- _Description of the task_
Can you swap "teal cabinet" for "green cabinet" in the data, starting at the line containing "Each instance of the built-in" and ending at the line containing "[[524, 324]]"? Return only those lines, with nothing else changed.

- _Data extract_
** begin **

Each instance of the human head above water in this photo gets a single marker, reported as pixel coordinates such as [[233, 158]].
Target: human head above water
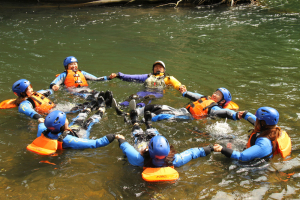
[[20, 86], [69, 60], [158, 66], [159, 149], [267, 114], [55, 120], [220, 95]]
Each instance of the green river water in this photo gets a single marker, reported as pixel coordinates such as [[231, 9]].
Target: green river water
[[254, 51]]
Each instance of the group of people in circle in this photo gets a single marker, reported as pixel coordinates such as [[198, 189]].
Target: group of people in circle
[[149, 149]]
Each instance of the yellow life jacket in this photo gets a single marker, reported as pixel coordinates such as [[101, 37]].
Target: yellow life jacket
[[44, 146], [160, 174], [9, 103], [75, 79], [42, 104], [284, 144], [199, 108], [170, 80]]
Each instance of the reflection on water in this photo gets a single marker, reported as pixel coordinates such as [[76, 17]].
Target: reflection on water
[[252, 51]]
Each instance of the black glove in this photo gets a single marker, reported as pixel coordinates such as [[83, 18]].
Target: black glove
[[110, 137], [208, 149]]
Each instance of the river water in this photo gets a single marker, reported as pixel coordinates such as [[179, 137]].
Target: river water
[[254, 51]]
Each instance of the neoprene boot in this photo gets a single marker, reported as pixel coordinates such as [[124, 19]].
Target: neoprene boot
[[133, 116], [108, 96]]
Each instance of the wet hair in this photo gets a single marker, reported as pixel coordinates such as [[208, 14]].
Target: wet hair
[[168, 160]]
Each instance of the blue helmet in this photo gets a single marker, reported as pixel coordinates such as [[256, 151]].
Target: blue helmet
[[268, 114], [226, 95], [159, 62], [69, 60], [20, 86], [159, 148], [55, 120]]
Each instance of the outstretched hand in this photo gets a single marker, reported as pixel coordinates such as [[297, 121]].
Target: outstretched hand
[[119, 137], [55, 87], [182, 89], [217, 148], [113, 75], [240, 114]]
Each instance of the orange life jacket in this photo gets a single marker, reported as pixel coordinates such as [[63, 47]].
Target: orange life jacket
[[42, 104], [9, 103], [44, 146], [232, 106], [199, 108], [75, 79], [160, 174], [284, 144]]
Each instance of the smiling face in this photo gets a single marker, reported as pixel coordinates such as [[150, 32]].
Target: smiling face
[[217, 96], [73, 66], [158, 67]]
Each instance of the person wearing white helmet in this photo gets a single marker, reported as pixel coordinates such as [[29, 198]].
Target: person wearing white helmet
[[154, 82], [75, 80]]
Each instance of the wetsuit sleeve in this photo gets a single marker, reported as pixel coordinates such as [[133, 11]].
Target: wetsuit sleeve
[[262, 148], [170, 80], [26, 108], [192, 96], [223, 113], [188, 155], [41, 128], [134, 157], [78, 143], [59, 80], [46, 93], [249, 117], [90, 77], [132, 78]]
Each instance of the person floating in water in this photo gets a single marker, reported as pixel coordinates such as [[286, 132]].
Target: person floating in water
[[31, 103], [265, 141], [152, 150], [56, 133], [218, 105], [75, 80], [155, 83]]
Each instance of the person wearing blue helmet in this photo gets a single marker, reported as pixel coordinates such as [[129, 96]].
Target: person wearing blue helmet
[[266, 139], [56, 133], [154, 83], [75, 80], [153, 150], [218, 105], [31, 103]]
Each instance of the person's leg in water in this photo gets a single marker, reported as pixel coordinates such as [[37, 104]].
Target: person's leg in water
[[82, 128], [94, 104], [141, 138]]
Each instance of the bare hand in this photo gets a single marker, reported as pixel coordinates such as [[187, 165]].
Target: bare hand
[[55, 87], [113, 75], [182, 89], [41, 120], [240, 114], [119, 137], [217, 148]]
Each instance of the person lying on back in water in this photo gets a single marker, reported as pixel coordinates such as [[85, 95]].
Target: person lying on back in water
[[218, 105]]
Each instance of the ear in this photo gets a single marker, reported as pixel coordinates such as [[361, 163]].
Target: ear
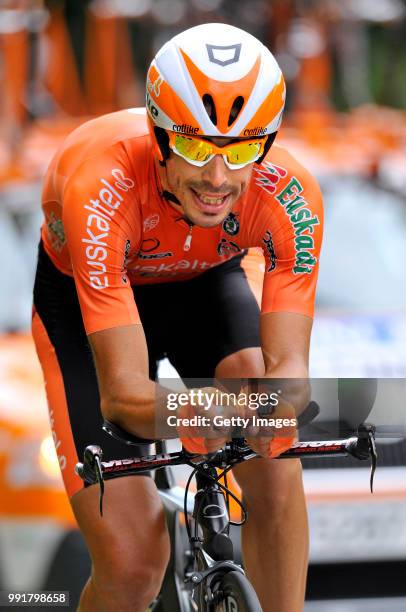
[[162, 140]]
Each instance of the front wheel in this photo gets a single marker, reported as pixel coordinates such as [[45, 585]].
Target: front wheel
[[234, 593]]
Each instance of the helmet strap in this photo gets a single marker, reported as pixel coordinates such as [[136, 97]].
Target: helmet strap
[[162, 139], [267, 146]]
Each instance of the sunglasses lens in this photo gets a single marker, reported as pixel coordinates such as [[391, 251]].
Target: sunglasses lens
[[192, 148], [244, 152]]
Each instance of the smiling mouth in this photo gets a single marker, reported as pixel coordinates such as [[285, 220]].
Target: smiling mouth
[[210, 203]]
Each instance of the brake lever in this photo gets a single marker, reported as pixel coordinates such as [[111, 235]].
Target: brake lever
[[92, 463], [366, 434], [100, 480], [374, 458]]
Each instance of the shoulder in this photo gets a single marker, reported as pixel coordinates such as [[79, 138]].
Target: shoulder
[[107, 130], [280, 177], [117, 142]]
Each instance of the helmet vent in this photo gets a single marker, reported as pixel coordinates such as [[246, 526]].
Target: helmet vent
[[235, 110], [210, 107]]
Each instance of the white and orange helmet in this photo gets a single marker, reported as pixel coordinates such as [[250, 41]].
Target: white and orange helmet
[[215, 80]]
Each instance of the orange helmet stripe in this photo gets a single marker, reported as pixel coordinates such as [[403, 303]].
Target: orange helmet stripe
[[223, 93], [269, 109], [170, 103]]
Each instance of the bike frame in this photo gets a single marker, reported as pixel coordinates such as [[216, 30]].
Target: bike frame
[[213, 553]]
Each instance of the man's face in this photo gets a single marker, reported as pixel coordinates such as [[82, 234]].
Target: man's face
[[207, 193]]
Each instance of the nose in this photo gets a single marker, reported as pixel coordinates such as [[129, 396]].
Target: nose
[[215, 172]]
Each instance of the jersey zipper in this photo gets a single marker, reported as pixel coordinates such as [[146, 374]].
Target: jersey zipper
[[188, 241]]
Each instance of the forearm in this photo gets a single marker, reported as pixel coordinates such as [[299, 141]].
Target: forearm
[[139, 407]]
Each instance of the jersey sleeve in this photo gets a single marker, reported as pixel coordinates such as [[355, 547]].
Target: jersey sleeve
[[290, 234], [100, 224]]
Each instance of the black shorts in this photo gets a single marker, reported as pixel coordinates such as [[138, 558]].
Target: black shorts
[[195, 323]]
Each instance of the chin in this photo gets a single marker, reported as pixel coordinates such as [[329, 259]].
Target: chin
[[206, 219]]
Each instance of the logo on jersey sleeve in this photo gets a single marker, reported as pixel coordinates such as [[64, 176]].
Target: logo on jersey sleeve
[[150, 222], [268, 242], [268, 176], [231, 225], [56, 232], [224, 55], [303, 222], [101, 211], [226, 247]]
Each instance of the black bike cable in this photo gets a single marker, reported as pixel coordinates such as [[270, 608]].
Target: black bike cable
[[185, 512], [227, 490]]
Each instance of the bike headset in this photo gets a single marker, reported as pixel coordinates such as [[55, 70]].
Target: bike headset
[[214, 80]]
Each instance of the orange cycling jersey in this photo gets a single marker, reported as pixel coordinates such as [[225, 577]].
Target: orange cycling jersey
[[108, 225]]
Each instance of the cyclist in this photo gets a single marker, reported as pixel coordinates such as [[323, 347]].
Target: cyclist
[[145, 251]]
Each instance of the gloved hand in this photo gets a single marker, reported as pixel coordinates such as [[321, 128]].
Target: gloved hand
[[277, 435]]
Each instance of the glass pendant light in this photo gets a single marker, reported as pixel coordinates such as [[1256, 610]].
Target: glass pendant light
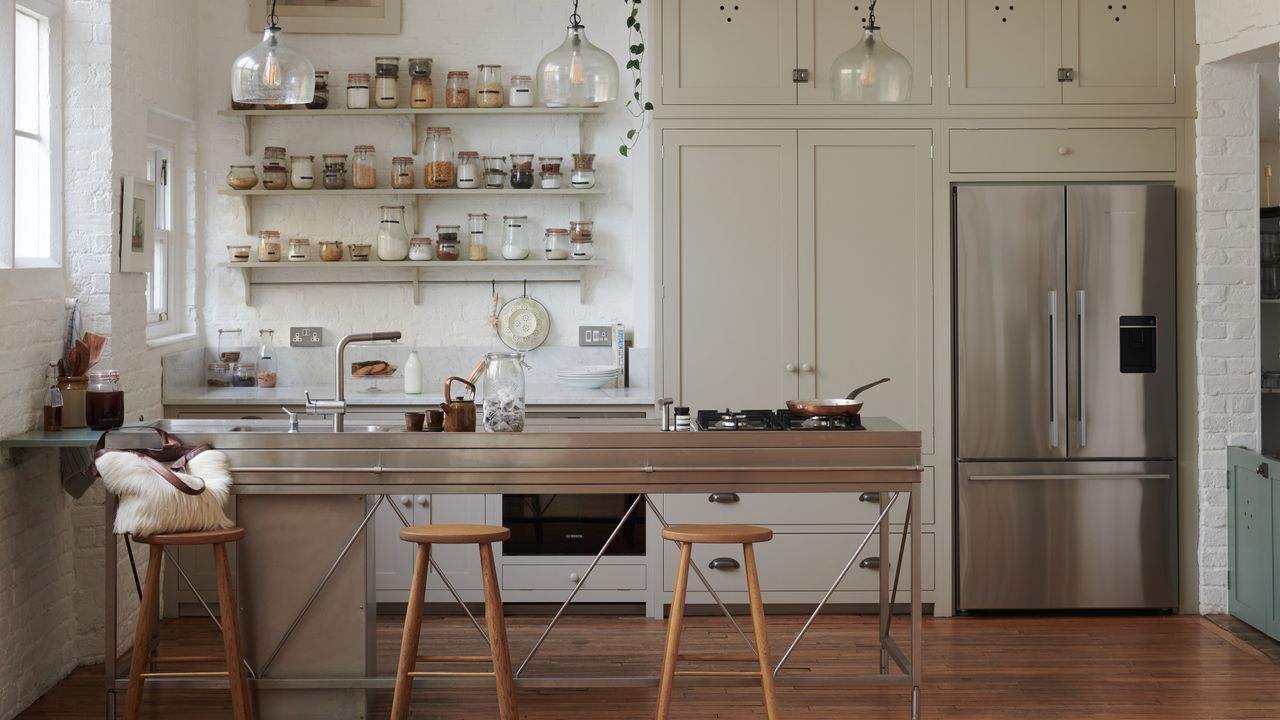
[[577, 74], [871, 71], [273, 73]]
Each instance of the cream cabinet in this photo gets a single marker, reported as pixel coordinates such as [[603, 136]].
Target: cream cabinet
[[1055, 51], [798, 263]]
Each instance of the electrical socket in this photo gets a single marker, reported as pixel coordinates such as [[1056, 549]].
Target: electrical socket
[[594, 336]]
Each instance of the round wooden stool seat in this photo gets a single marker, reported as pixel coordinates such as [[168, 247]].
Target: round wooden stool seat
[[727, 534], [199, 537], [455, 534]]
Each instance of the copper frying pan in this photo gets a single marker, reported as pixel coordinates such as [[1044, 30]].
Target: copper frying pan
[[830, 408]]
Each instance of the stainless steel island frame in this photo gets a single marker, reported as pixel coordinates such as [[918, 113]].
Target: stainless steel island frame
[[307, 605]]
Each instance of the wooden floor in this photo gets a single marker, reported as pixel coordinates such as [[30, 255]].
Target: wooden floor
[[1152, 668]]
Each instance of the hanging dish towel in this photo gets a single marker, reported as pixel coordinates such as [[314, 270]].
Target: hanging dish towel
[[172, 490]]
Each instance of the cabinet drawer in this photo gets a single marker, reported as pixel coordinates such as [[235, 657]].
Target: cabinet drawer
[[1073, 150], [799, 563], [565, 577]]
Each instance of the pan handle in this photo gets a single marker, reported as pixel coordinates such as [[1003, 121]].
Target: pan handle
[[868, 386]]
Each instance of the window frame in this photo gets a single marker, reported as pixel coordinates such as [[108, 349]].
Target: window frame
[[49, 14]]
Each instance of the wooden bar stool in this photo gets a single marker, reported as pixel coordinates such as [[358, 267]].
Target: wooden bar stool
[[426, 536], [686, 536], [227, 607]]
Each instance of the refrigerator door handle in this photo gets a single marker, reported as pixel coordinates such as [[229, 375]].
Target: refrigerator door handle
[[1052, 368], [1079, 360]]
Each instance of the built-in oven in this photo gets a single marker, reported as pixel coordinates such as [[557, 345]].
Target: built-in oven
[[571, 524]]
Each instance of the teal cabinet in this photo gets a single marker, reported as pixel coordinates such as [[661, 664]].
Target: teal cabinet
[[1253, 506]]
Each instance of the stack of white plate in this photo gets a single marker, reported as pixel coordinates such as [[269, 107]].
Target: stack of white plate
[[588, 377]]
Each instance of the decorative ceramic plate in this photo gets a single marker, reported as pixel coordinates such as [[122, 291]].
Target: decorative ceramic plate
[[524, 324]]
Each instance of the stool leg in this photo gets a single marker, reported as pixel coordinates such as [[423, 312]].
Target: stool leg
[[497, 623], [762, 636], [675, 624], [412, 629], [229, 611], [142, 636]]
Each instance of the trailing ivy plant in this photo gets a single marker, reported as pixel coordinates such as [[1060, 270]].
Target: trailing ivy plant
[[636, 105]]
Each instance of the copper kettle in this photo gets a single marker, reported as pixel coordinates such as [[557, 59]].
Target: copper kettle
[[460, 413]]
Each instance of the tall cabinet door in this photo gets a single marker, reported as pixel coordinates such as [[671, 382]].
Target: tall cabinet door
[[865, 269], [728, 267], [1120, 51], [728, 53], [1005, 53], [830, 27]]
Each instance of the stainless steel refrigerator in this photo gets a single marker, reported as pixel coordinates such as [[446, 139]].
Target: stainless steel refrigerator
[[1066, 396]]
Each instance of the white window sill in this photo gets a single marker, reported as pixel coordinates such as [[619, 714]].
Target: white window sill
[[154, 342]]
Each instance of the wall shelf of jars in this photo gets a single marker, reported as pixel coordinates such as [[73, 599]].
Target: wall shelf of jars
[[412, 273]]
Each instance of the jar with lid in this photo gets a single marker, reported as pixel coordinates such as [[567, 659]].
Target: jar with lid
[[469, 172], [457, 90], [334, 172], [302, 173], [447, 245], [242, 177], [521, 91], [556, 244], [104, 401], [515, 240], [489, 91], [266, 373], [438, 150], [522, 171], [392, 235], [245, 374], [320, 98], [357, 91], [364, 168], [402, 173], [269, 246], [478, 246], [387, 86], [421, 249], [494, 172], [300, 250]]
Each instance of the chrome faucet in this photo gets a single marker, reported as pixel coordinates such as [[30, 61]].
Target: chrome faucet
[[338, 405]]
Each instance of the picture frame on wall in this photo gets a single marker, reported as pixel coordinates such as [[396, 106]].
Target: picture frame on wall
[[369, 17], [137, 226]]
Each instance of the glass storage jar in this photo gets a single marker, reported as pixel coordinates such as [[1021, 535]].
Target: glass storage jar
[[268, 246], [302, 173], [320, 98], [469, 173], [556, 244], [522, 171], [387, 85], [438, 151], [104, 401], [357, 91], [515, 240], [457, 90], [402, 173], [392, 235], [489, 91], [521, 91], [242, 177], [364, 168], [334, 172], [300, 250]]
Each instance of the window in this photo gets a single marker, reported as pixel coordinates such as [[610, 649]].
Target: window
[[35, 165]]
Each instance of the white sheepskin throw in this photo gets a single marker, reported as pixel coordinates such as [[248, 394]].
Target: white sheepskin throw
[[150, 505]]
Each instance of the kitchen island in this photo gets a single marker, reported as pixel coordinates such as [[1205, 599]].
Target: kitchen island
[[307, 500]]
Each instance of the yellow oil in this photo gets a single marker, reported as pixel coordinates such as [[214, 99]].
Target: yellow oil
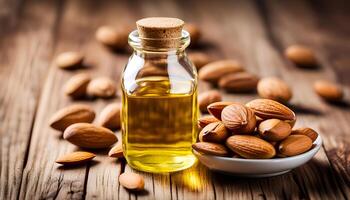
[[159, 124]]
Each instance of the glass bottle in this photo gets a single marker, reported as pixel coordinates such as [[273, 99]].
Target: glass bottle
[[159, 103]]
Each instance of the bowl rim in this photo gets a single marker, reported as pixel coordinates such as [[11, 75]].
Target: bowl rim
[[314, 150]]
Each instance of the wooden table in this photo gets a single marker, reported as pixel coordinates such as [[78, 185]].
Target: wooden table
[[33, 32]]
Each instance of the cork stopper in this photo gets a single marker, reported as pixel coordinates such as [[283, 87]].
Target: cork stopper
[[160, 32]]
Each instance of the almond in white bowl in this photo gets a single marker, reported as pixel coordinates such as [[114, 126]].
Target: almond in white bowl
[[257, 167]]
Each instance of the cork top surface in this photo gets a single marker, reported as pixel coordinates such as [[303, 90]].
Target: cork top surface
[[160, 23]]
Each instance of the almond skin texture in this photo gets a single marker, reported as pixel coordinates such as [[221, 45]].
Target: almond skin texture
[[102, 87], [116, 151], [69, 60], [250, 147], [214, 132], [132, 181], [216, 108], [328, 90], [301, 55], [77, 85], [208, 97], [210, 148], [199, 59], [113, 38], [275, 89], [203, 121], [295, 145], [194, 32], [110, 116], [70, 115], [238, 118], [312, 134], [274, 130], [239, 82], [215, 70], [87, 135], [269, 109], [75, 158]]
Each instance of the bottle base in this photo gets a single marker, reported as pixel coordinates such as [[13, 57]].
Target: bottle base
[[161, 164]]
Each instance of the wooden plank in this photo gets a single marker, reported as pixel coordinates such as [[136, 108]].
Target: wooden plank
[[26, 43], [299, 24], [102, 180], [42, 177]]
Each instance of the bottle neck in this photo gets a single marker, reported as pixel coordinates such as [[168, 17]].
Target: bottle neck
[[166, 46]]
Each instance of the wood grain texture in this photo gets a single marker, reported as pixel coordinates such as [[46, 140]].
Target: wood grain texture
[[26, 48], [253, 32]]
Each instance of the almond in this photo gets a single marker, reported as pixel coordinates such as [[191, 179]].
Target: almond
[[89, 136], [75, 158], [216, 108], [76, 86], [70, 115], [274, 130], [312, 134], [102, 87], [69, 60], [132, 181], [250, 147], [110, 116], [295, 145], [199, 59], [301, 55], [112, 37], [210, 148], [239, 82], [328, 90], [214, 132], [268, 109], [215, 70], [116, 151], [238, 118], [194, 32], [203, 121], [208, 97], [275, 89]]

** end **

- _Response to this task_
Each instance of the built-in oven in this photo gets a single marker, reported as pixel coordinates such as [[557, 345]].
Target: built-in oven
[[571, 524]]
Each instance of the green cabinet in this photo gets a single marker, reported as pixel coordinates such as [[661, 664]].
Target: green cabinet
[[1253, 506]]
Each instance of the stack of white plate in this photo gets a single marker, reported as pixel coordinates such as [[269, 107]].
Target: stack of white plate
[[588, 377]]
Each instance of the decorative ceramic plate in this photo gets a single marker, reported as pixel coordinates such as [[122, 291]].
Target: decorative ceramic plate
[[524, 324]]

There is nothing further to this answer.